EXTRACTED DATA:
★ ★ ★
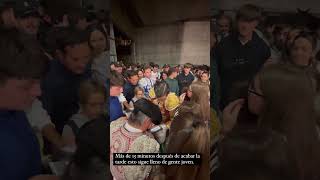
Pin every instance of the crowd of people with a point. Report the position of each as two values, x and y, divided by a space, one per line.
265 88
53 92
160 110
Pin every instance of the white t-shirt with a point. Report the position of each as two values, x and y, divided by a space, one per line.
37 116
146 84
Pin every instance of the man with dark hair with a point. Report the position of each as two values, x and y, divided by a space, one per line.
91 159
27 16
185 78
78 19
165 68
240 56
155 74
8 19
60 86
130 85
224 26
116 88
172 81
146 82
133 136
20 71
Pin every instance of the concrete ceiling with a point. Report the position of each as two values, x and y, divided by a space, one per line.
155 12
270 5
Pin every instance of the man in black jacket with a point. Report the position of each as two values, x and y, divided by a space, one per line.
240 56
185 78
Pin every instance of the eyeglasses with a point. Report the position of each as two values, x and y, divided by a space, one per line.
252 91
255 93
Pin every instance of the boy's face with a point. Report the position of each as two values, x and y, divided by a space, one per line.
204 77
119 70
17 94
29 25
147 73
133 80
155 69
77 58
8 18
246 28
95 105
116 90
139 94
186 70
174 74
224 25
140 74
82 24
98 41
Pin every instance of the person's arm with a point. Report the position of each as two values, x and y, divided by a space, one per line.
39 118
53 136
69 136
255 96
125 103
230 115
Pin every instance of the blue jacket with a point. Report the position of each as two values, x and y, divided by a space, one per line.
60 93
115 108
20 156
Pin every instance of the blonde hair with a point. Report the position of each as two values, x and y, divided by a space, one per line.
137 89
200 95
193 137
88 88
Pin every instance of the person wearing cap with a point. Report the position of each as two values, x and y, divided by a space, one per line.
91 159
62 82
165 68
172 81
146 82
8 19
26 13
19 87
116 88
78 19
118 67
155 74
185 78
133 136
240 56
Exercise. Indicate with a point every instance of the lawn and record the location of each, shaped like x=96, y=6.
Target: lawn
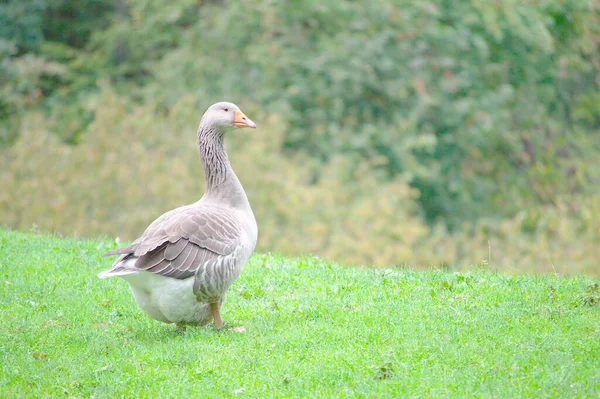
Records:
x=294, y=328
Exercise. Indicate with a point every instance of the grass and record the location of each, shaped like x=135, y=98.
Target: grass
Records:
x=312, y=329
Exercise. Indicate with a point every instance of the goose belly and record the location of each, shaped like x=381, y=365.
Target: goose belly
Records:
x=167, y=299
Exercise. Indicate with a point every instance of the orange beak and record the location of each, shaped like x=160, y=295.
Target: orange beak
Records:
x=242, y=120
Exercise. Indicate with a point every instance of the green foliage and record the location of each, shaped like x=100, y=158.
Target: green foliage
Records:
x=132, y=165
x=391, y=125
x=310, y=329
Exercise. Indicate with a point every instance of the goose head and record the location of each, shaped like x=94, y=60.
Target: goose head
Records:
x=225, y=116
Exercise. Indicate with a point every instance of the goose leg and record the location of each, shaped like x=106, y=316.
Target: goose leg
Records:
x=214, y=311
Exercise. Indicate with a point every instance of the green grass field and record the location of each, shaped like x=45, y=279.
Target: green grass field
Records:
x=311, y=329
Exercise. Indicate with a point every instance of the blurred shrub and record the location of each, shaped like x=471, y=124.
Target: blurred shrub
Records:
x=132, y=164
x=459, y=99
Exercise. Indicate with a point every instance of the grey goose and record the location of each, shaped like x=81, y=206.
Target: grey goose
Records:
x=180, y=269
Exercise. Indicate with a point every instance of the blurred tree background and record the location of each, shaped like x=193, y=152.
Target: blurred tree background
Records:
x=390, y=132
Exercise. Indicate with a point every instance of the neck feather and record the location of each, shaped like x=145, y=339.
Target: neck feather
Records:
x=214, y=157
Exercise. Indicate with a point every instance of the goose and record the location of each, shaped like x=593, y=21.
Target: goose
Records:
x=180, y=269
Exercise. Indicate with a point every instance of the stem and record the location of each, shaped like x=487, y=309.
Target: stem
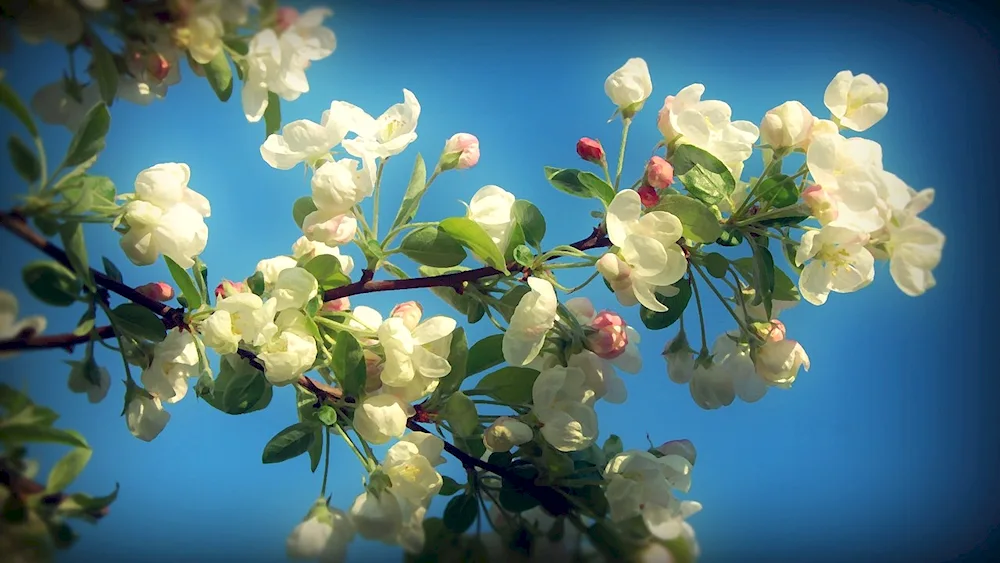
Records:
x=326, y=464
x=626, y=123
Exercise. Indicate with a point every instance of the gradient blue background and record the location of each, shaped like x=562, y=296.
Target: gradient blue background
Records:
x=886, y=451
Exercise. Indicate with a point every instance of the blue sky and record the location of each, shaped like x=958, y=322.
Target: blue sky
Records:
x=885, y=450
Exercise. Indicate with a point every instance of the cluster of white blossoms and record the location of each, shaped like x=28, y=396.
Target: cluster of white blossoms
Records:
x=164, y=216
x=393, y=514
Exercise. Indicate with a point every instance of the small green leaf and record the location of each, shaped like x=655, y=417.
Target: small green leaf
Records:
x=461, y=513
x=461, y=414
x=16, y=434
x=716, y=264
x=272, y=114
x=51, y=282
x=457, y=357
x=349, y=364
x=473, y=237
x=10, y=100
x=700, y=224
x=24, y=160
x=184, y=283
x=103, y=69
x=485, y=354
x=449, y=486
x=511, y=385
x=414, y=193
x=88, y=141
x=291, y=442
x=675, y=307
x=220, y=75
x=704, y=176
x=138, y=322
x=66, y=470
x=432, y=246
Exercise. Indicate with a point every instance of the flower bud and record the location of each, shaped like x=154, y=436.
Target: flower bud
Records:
x=157, y=291
x=590, y=150
x=228, y=288
x=410, y=312
x=609, y=339
x=659, y=172
x=505, y=433
x=821, y=204
x=286, y=16
x=337, y=305
x=461, y=151
x=648, y=196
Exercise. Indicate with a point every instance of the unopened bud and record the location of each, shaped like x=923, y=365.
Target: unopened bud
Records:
x=821, y=204
x=410, y=312
x=659, y=172
x=337, y=305
x=228, y=288
x=286, y=17
x=157, y=291
x=609, y=338
x=461, y=151
x=505, y=433
x=590, y=150
x=648, y=196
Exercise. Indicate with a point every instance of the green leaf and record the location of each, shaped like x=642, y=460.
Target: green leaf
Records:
x=138, y=322
x=301, y=208
x=675, y=307
x=184, y=283
x=432, y=246
x=10, y=100
x=458, y=358
x=485, y=354
x=531, y=220
x=76, y=251
x=472, y=236
x=24, y=160
x=716, y=264
x=778, y=191
x=700, y=224
x=220, y=75
x=510, y=384
x=349, y=364
x=16, y=434
x=103, y=69
x=414, y=193
x=66, y=470
x=291, y=442
x=461, y=414
x=316, y=449
x=704, y=176
x=326, y=268
x=449, y=486
x=461, y=513
x=272, y=114
x=598, y=187
x=51, y=282
x=88, y=141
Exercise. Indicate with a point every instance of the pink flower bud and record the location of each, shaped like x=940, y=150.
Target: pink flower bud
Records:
x=467, y=146
x=337, y=305
x=157, y=291
x=609, y=338
x=227, y=288
x=648, y=196
x=286, y=17
x=659, y=172
x=821, y=203
x=410, y=312
x=590, y=150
★ ★ ★
EXERCISE DETAILS: If a line in the data above holds the string "foliage", report that line.

COMPLETED EXERCISE:
Exercise. Indicate with a point every instance of the green foliage and record the location of each, shaped like x=100, y=158.
Target: green foliage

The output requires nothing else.